TASK LIST —
1. In the passage below on physicians' use of social media, which edition of the American College of Physicians Ethics Manual warns about blurring social and professional boundaries?
2. Carry on the passage below about physicians and social media, picking up after its final sentence.

SOURCE PASSAGE —
━━━━━━━━━━━━━━━━
There is no clear, accepted standard on how to use social media in a patient–physician relationship. The Sixth Edition of the American College of Physicians Ethics Manual warns physicians who use online media about the potential to blur social and professional boundaries and recommends that physicians record any patient–physician interactions.4 Additionally, the mere existence of an online patient–physician relationship could, in some cases, represent a violation of the Health Insurance Portability and Accountability Act of 1996.
How can we ensure the security and privacy of messages sent to and from patients? How can physicians ensure that patients are conscientious about the issue of privacy? Although patients’ information belongs to them, physicians who engage in social media may have a role in educating patients to ensure they know that a message they think is personal may be seen by the whole network of the person to whom it was directed, depending on the privacy settings and policies of the social media platform.
━━━━━━━━━━━━━━━━
(Stored records)

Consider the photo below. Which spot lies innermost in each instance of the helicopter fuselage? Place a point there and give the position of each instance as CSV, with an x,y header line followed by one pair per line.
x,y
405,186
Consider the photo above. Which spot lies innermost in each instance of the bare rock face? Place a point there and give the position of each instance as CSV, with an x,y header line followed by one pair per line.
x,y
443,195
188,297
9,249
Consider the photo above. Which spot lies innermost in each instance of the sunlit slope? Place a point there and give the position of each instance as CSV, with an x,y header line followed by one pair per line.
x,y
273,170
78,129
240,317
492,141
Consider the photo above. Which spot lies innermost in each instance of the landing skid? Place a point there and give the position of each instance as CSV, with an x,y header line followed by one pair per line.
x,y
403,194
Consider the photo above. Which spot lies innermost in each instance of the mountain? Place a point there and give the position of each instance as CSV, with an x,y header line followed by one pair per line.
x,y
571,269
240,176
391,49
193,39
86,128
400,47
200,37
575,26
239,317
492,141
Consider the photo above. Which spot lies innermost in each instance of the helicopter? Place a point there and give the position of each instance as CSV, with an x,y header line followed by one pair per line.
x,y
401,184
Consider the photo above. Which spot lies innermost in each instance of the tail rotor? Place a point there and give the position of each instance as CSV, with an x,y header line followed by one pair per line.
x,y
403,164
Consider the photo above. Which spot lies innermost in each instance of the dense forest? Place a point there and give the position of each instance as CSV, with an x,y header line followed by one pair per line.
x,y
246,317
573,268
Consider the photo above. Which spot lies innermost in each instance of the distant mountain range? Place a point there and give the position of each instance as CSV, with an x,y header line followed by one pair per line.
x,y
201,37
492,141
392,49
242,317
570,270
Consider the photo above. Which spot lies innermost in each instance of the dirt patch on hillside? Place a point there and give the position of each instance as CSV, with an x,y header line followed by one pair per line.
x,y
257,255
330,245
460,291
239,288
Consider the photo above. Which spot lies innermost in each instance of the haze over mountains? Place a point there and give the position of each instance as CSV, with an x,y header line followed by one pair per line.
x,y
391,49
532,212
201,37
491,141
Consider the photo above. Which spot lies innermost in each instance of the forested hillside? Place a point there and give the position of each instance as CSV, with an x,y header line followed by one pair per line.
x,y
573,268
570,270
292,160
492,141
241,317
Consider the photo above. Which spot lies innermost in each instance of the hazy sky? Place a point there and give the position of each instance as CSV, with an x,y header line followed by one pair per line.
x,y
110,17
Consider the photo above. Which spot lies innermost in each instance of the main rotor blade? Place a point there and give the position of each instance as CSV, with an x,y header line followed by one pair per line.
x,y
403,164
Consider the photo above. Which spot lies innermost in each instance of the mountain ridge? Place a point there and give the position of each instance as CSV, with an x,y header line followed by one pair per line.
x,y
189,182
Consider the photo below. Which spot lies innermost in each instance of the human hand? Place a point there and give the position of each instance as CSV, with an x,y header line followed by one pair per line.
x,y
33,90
━━━━━━━━━━━━━━━━
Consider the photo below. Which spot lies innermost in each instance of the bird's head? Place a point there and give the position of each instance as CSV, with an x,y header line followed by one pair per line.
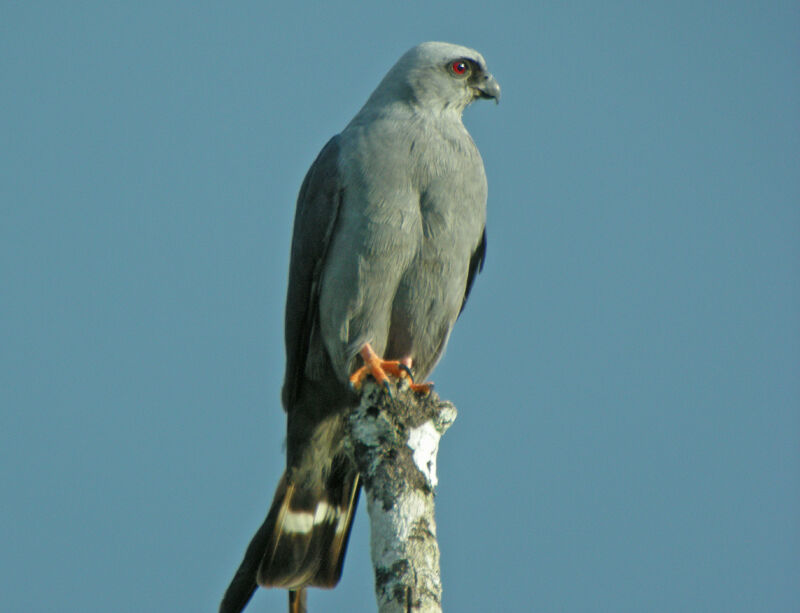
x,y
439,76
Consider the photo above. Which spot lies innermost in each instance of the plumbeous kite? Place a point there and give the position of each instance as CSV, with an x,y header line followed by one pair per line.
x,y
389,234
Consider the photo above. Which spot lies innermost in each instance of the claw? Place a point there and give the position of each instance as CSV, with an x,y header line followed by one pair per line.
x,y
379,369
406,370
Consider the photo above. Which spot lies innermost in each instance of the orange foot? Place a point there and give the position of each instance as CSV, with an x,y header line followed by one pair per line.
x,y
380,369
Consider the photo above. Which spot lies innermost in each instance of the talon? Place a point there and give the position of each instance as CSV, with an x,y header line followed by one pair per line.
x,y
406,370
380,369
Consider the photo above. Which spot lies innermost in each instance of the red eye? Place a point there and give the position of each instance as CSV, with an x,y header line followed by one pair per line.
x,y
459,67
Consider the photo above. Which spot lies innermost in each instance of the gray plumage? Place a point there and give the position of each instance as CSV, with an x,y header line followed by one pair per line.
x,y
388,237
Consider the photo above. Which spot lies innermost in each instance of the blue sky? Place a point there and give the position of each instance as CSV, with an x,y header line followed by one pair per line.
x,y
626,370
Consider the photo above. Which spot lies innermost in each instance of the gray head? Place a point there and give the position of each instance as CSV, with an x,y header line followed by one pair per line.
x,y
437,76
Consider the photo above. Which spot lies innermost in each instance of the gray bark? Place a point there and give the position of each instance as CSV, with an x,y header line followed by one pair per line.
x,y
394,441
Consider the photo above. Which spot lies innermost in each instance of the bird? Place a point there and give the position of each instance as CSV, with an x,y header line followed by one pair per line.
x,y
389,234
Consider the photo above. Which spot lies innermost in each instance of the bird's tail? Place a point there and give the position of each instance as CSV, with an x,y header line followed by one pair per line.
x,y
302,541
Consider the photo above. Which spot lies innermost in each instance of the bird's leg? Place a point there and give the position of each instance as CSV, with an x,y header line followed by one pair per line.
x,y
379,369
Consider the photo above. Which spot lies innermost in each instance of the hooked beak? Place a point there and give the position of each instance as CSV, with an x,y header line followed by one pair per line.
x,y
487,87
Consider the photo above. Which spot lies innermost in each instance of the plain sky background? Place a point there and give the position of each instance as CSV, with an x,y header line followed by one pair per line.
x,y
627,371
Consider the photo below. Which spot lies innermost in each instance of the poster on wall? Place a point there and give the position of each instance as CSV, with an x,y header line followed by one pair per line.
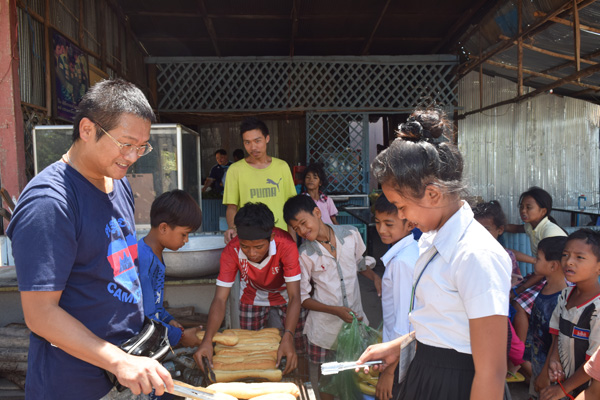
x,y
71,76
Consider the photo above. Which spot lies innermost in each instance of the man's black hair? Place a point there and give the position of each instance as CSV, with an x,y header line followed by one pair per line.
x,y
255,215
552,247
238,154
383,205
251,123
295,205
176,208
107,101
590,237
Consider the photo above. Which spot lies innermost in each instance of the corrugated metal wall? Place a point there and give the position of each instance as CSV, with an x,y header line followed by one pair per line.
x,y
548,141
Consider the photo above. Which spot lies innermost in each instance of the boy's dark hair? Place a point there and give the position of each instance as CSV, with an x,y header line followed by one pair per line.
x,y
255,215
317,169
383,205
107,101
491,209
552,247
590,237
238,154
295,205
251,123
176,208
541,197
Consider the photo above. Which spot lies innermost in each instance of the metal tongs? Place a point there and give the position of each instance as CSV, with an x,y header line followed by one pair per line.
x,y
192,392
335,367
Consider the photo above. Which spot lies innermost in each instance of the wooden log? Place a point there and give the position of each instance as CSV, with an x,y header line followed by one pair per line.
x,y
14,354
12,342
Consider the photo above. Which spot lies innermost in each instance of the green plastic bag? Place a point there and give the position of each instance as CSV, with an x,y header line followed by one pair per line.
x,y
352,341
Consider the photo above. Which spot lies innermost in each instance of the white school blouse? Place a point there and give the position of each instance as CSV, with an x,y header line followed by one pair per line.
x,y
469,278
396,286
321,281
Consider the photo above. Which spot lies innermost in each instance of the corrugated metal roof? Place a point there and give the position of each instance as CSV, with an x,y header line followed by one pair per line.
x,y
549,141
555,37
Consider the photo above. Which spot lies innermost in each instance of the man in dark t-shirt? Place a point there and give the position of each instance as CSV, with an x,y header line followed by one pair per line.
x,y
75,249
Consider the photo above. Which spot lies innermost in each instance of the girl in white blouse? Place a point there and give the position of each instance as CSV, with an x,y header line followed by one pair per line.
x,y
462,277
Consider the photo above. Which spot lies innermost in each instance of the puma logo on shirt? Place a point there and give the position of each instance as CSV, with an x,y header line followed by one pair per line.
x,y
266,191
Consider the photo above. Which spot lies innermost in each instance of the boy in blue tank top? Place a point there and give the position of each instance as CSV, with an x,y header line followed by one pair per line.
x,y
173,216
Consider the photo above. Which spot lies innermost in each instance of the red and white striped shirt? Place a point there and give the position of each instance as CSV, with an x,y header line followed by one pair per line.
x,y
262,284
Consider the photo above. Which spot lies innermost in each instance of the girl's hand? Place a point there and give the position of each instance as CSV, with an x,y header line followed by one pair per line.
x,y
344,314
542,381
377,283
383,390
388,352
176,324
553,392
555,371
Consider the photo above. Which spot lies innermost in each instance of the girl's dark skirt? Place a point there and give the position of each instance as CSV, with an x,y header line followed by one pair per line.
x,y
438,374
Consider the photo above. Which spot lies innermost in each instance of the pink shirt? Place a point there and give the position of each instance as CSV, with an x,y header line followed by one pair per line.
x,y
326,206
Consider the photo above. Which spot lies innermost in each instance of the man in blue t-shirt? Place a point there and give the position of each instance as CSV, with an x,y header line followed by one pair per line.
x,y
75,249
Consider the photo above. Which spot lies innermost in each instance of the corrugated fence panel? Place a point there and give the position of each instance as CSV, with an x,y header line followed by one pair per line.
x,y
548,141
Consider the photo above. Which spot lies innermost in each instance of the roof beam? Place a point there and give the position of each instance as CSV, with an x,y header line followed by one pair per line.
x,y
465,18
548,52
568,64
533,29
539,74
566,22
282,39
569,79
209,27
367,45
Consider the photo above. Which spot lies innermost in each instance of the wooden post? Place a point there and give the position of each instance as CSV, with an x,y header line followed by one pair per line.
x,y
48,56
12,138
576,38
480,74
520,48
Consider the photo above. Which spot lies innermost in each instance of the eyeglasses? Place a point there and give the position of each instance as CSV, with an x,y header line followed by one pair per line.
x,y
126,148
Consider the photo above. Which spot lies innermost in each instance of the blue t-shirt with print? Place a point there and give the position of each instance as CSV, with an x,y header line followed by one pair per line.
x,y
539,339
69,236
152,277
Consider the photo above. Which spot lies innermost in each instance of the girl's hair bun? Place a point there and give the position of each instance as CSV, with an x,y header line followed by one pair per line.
━━━━━━━━━━━━━━━━
WRITTEN ANSWERS —
1. The Sixth Edition.

2.
The absence of a face-to-face relationship may also create a false sense of anonymity, and this misapprehension has led to many abuses and misuses of social media by healthcare professionals and medical students.5 Patients may feel they can obtain medical advice from their physicians through social media, when in fact, their physicians may not be legally able, or willing, to give advice online without seeing them in person. On the other hand, if a physician sees a patient abusing alcohol on social media, how much of this information should be used to make management decisions, such as starting methotrexate?